(SOURCE DOCUMENT):

------------------------------------------------------------------------

Galatian Sermon Series # 5

Christ Formed in You

Galatians 4:8-20

Focus: Christ in us generates a blessed way of being in the world.

Function: To affirm the forming of Christ within us that is expressed by a flourishing life.

Plotline: The letter to the Galatians is part of an ongoing story of Paul’s relationship with these churches: a relationship that began full of joy and goodwill; as blessed people. But all that changed. The blessing was gone. They no longer felt goodwill towards Paul. So Paul asked them, “What happened to your blessed way of being?” Paul thought the birth process would have to start over until they are formed in Christ. But that is not what he says. “Till Christ is formed in your midst.” So how does that does that flourishing blessed life formed in us play itself out? We will wait till next week to see Christ formed in us as freedom and love. For this week, let’s look at virtue.

------------------------------------------------------------------------

(WRITTEN TASK): Pick up the sermon outline on Galatians 4:8-20 above from the point where its plotline ends and carry it forward.

(Extracted records)
------------------------------------------------------------------------

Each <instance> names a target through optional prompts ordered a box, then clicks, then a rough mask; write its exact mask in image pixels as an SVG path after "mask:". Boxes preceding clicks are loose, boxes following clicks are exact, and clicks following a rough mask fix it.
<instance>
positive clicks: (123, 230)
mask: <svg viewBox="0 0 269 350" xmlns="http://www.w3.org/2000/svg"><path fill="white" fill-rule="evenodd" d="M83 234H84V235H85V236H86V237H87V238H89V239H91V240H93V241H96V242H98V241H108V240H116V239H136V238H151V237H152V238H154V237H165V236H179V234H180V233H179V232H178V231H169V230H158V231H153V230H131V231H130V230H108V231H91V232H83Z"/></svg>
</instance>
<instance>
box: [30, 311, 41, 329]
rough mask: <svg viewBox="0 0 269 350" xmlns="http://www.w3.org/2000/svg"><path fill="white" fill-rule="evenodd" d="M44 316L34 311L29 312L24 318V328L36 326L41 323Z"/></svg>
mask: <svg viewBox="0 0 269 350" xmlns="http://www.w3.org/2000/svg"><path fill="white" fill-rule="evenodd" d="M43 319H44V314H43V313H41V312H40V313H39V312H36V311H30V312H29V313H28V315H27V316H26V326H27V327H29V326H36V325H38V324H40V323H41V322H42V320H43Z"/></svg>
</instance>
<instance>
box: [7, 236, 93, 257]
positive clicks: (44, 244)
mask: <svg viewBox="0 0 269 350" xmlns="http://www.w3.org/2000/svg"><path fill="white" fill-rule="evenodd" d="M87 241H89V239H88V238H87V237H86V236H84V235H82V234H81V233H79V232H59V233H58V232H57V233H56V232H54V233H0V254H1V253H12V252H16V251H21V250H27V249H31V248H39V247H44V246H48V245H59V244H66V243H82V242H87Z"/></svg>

------------------------------------------------------------------------

(REPLY TO THE EXERCISE):
A good friend at Purdue nicknamed me, “stone-faced.” It wasn’t meant to be a compliment. If you have not noticed, I do not carry many of my emotions on my face. I once told the campers at Carolina Bible Camp that if they caught me smiling, they could make me run around the mess hall after lunch. However, the Galatians were not so much having stone faces as they were developing stone hearts. READ TEXT

4:12 Friends, I beg you, become as I am, for I also have become as you are. You have done me no wrong. 13 You know that it was because of a physical infirmity that I first announced the gospel to you; 14 though my condition put you to the test, you did not scorn or despise me, but welcomed me as an angel of God, as Christ Jesus. 15 What has become of the goodwill/blessedness you felt? For I testify that, had it been possible, you would have torn out your eyes and given them to me. 16 Have I now become your enemy by telling you the truth? 17 They make much of you, but for no good purpose; they want to exclude you, so that you may make much of them. 18 It is good to be made much of for a good purpose at all times, and not only when I am present with you. 19 My little children, for whom I am again in the pain of childbirth until Christ is formed in you, 20 I wish I were present with you now and could change my tone, for I am perplexed about you.

Stone-Faces in Galatia

  1. The letter to the Galatians is part of an ongoing story of Paul’s relationship with these churches: a relationship that began full of joy and goodwill; as blessed people.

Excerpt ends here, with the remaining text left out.